• **TEXTE DE LA PAGE**
☆ ☆ ☆ ☆ ☆ ☆ ☆
Le Pigeage, ce geste ancestral qui a fait la gloire de la
Bourgogne.
Pigeage,
Emprunté aux parlers de la Bourgogne où il a le sens de fouler, piétiner
lui-même emprunté au bas-latin pinsiare, piler, broyer
La revue du vin de France , dans sa rubrique "comprendre le vin" (octobre 2014) nous invite à découvrir ce geste de vigneron qui consiste à enfoncer le "chapeau",
constitué de la peau, de la pulpe et des pépins de raisin dans le moût liquide à l'aide d'un pilon de bois".
Le vigneron "pige" pendant une quinzaine de jours.
Mais le pigeage s'est fait antérieurement, et se fait encore, en batifolant dans la cuve ! et en foulant
au pied, pour mieux l'enfoncer, le dit chapeau.
☆ ☆ ☆ ☆ ☆ ☆ ☆
• **DONNÉES AFFICHÉES**
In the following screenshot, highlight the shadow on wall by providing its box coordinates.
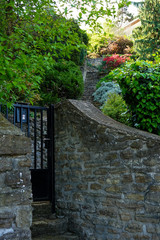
[55,100,160,240]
☆ ☆ ☆ ☆ ☆ ☆ ☆
• **CONSIGNES**
a) Recopiez mot pour mot le passage du texte sur le pigeage compris entre "Mais le pigeage" et "le dit chapeau.", bornes incluses.
b) D'après le texte sur le pigeage, dans quel but foule-t-on au pied le chapeau dans la cuve ?

• **RÉPONSES**
a)
Mais le pigeage s'est fait antérieurement, et se fait encore, en batifolant dans la cuve ! et en foulant
au pied, pour mieux l'enfoncer, le dit chapeau.

b) On foule le chapeau au pied pour mieux l'enfoncer. Ce chapeau est constitué de la peau, de la pulpe et des pépins de raisin, et le pigeage consiste à l'enfoncer dans le moût liquide.